▶ **Source records**
══════════
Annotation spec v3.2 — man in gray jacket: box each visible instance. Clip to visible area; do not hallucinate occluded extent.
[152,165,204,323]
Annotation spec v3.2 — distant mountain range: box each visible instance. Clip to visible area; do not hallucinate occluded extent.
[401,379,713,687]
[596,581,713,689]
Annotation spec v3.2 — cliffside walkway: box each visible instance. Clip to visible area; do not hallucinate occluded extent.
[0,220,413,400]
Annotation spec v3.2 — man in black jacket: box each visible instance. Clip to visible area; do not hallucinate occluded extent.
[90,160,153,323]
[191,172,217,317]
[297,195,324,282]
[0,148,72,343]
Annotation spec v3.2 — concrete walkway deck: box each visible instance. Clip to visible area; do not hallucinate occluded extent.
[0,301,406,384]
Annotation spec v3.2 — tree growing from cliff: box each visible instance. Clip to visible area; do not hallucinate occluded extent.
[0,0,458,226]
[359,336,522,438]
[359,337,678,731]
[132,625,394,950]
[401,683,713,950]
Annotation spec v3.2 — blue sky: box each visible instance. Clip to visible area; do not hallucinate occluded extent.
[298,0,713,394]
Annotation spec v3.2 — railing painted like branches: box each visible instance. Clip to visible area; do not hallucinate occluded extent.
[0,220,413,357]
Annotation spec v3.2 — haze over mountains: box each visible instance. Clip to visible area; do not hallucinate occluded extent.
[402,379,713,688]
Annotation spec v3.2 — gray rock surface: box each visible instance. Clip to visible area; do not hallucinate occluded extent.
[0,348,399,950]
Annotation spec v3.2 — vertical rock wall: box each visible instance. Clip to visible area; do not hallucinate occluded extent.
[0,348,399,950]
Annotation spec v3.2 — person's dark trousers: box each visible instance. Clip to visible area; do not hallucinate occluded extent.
══════════
Please rewrite the material from the line with "Annotation spec v3.2 — concrete" to the line with "[402,379,713,688]", offsetting every bounding-box coordinate in the answers by -123 and keeping all other lines unchanged.

Annotation spec v3.2 — concrete walkway deck: box each visible instance. Clip to visible area; do not hallucinate occluded extent.
[-123,178,283,261]
Annotation spec v3.2 — tree growing from cliff: box each visible instance. Clip to visible area; do not hallucinate occluded extent.
[-123,-123,335,103]
[236,213,399,315]
[236,214,555,608]
[9,502,271,827]
[278,560,590,827]
Annotation spec v3.2 — blue sky: box each visible instance. Clip to visible area; do not hallucinate occluded extent.
[175,-123,590,271]
Annotation spec v3.2 — railing painted like branches: box each visible instance. Clip to visible area; do not hallucinate occluded extent.
[-123,97,290,234]
Annotation spec v3.2 — haze over mountains: box each visible instance. Clip to visible area; do not hallucinate occluded extent.
[279,256,590,565]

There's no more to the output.